Extrait choisi:
▼▼▼

Elle n’est pas médecin…
Elle connait ce mal qui la ronge depuis bien longtemps… longtemps, il était là dans son esprit... Longtemps, il a parlé pour elle.
Elle va mieux, mais on ne guérit jamais de l’anorexie, on apprend à vivre avec…
Elle a arrêté de perdre du poids, d’en reprendre… l’image qu’elle voit est toujours déformée mais elle croit les gens qui lui disent qu’elle est trop maigre…
Pourquoi est-elle la seule à voir cette graisse, ces kilos…
Sa maladie, C'est qu'elle lui manquerait presque…
Elle avait trouvé des réponses à ses questions : pourquoi moi ? Comment les crises commencent ? Comment les surmonter ? Une seule question restait sans réponse : « Y trouvait-elle du plaisir ? »
Difficile de répondre, difficile de l’avouer … et pourtant elle se souvient de ce sourire dans le coin de sa bouche…
Oui, c’est bizarre… elle avait du plaisir... du plaisir à se faire mal? En était-elle consciente sur le coup?
Elle n’était pas fière d’elle quand elle succombait à ses crises, quand elle ne maitrisait plus rien… quand elle se remplissait… Elle n'était pas fière
Mais elle était fière de cette maitrise sur son corps, c’est elle qui décidait, elle décidait d’avoir faim, elle décidait de le punir… ce corps qui pesait… ce corps dont elle était l’esclave…
Oui, elle était l’esclave de son corps, c’est lui qui l’empêchait de s’aimer, de sortir, de rire…
Elle n’acceptait aucune remarque sur son corps… et refusait qu’on l’ignore également…
Elle était si fière de cette maîtrise sur son corps… personne ne se doutait… enfin presque, et pour eux, elle inventait des mots barbares, vous savez ces maladies dont on est fière... qu'on ne cache pas.

▲▲▲

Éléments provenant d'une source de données

▼▼▼

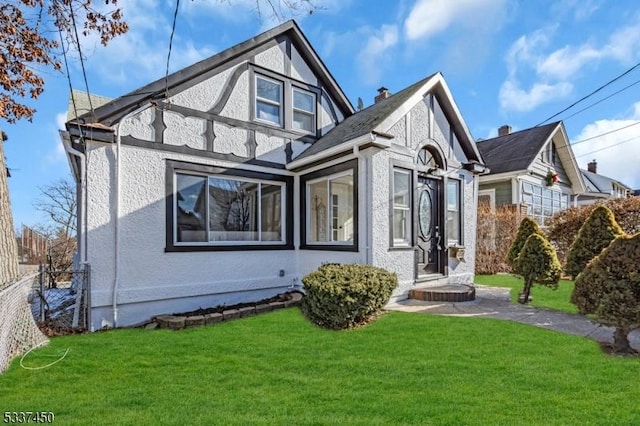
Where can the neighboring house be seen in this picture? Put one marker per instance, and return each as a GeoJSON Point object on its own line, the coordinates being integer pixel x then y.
{"type": "Point", "coordinates": [231, 179]}
{"type": "Point", "coordinates": [532, 169]}
{"type": "Point", "coordinates": [601, 188]}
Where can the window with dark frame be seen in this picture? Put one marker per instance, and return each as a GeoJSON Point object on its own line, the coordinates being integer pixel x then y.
{"type": "Point", "coordinates": [304, 110]}
{"type": "Point", "coordinates": [269, 100]}
{"type": "Point", "coordinates": [401, 216]}
{"type": "Point", "coordinates": [211, 208]}
{"type": "Point", "coordinates": [454, 212]}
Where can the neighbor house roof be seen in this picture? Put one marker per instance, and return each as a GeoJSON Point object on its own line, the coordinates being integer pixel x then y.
{"type": "Point", "coordinates": [111, 112]}
{"type": "Point", "coordinates": [597, 183]}
{"type": "Point", "coordinates": [379, 117]}
{"type": "Point", "coordinates": [517, 150]}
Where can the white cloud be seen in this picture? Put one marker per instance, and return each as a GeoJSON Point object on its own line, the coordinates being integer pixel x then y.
{"type": "Point", "coordinates": [430, 17]}
{"type": "Point", "coordinates": [512, 97]}
{"type": "Point", "coordinates": [371, 58]}
{"type": "Point", "coordinates": [617, 152]}
{"type": "Point", "coordinates": [552, 75]}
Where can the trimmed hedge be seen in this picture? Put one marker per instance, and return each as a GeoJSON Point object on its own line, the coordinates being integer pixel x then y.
{"type": "Point", "coordinates": [343, 296]}
{"type": "Point", "coordinates": [538, 264]}
{"type": "Point", "coordinates": [594, 236]}
{"type": "Point", "coordinates": [526, 228]}
{"type": "Point", "coordinates": [609, 288]}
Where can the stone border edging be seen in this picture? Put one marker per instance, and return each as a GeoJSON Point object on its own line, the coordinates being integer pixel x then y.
{"type": "Point", "coordinates": [179, 322]}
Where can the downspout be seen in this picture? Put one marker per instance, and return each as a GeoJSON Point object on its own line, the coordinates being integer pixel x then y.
{"type": "Point", "coordinates": [365, 198]}
{"type": "Point", "coordinates": [116, 279]}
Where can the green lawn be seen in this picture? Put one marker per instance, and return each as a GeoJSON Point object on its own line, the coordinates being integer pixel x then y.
{"type": "Point", "coordinates": [277, 368]}
{"type": "Point", "coordinates": [543, 297]}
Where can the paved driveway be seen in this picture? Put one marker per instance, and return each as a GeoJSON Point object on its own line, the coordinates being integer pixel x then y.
{"type": "Point", "coordinates": [495, 302]}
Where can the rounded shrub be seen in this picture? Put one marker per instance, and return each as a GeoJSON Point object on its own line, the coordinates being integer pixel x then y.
{"type": "Point", "coordinates": [609, 288]}
{"type": "Point", "coordinates": [538, 264]}
{"type": "Point", "coordinates": [343, 296]}
{"type": "Point", "coordinates": [526, 228]}
{"type": "Point", "coordinates": [596, 233]}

▲▲▲

Consignes:
1. Recopiez le texte sur l'anorexie en commençant à « Elle n’est pas » et en terminant à « parlé pour elle. ».
2. Poursuivez le texte sur l'anorexie à partir de l'endroit où il s'arrête.

Réponses par numéro:
1.
Elle n’est pas médecin…
Elle connait ce mal qui la ronge depuis bien longtemps… longtemps, il était là dans son esprit... Longtemps, il a parlé pour elle.

2.
Car elle avait honte de cette maladie…
Elle vit avec, à ses côtés... oui, elle est là... A chaque bouchée, à chaque regard dans la glace…
Elle a juste appris à vivre avec, à voir la nourriture comme un plaisir… elle trouvait du plaisir à voir les gens manger, à leur préparer à manger… elle leur enviait ça… elle qui redoutait l’alimentation
Elle aime partager ses recettes, c’est une victoire contre cette maladie qui l’a si souvent isolée…
Aujourd’hui, elle essaie de vivre, oui de vivre et non de survivre…
Elle vit... et ce qui est le plus beau c'est qu'elle a appris à en parler... Sa victoire c'est ça!